Le tout début de ce livre exprime de façon formelle les méthodes précises avec lesquelles le prêtre attaché à la rédaction des actes et des registres s'acquitte de ses missions. Guillaume Manchon avait naturellement toutes les qualités requises pour couvrir scrupuleusement un procès, le plus explosif du règne de Charles VII, sous l'autorité de l'évêque Pierre Cauchon.

Unanimement reconnue par la Sorbonne Xavier de Courcelles ne pouvait entraver le travail du greffier. le procès devait se dérouler avec une rapidité et une précision qui ont pu donner l'impression que le jeu des conclusions était déjà établi. Cependant restait à définir les motifs théologiques de la sentence, Xavier de Courcelles n'hésita pas à voter la torture.

Les débats furent entendus en français, les comptes rendus écrits en latin. La puissance de travail du théologien de Courcelles et son aisance à formuler de façon intelligible les débats en latin puis son expertise théologique firent autorité. Son vote, Xavier de Courcelles le simplifia en glissant une feuille blanchie des noms ayant suggéré la torture.

DONNÉES FOURNIES
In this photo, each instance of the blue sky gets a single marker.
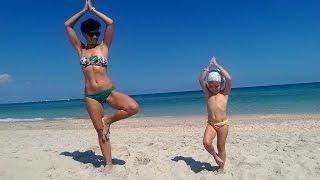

OBJECTIF
Reformulez plus brièvement le paragraphe de l'extrait commençant par « Le tout début de ce livre », en conservant ses faits essentiels. Les données n'ont aucun rapport avec l'extrait.

SOLUTION PROPOSÉE
Le début du livre décrit formellement les méthodes du prêtre chargé des actes et des registres. Guillaume Manchon avait toutes les qualités pour couvrir avec rigueur le procès le plus explosif du règne de Charles VII, conduit sous l'autorité de l'évêque Pierre Cauchon.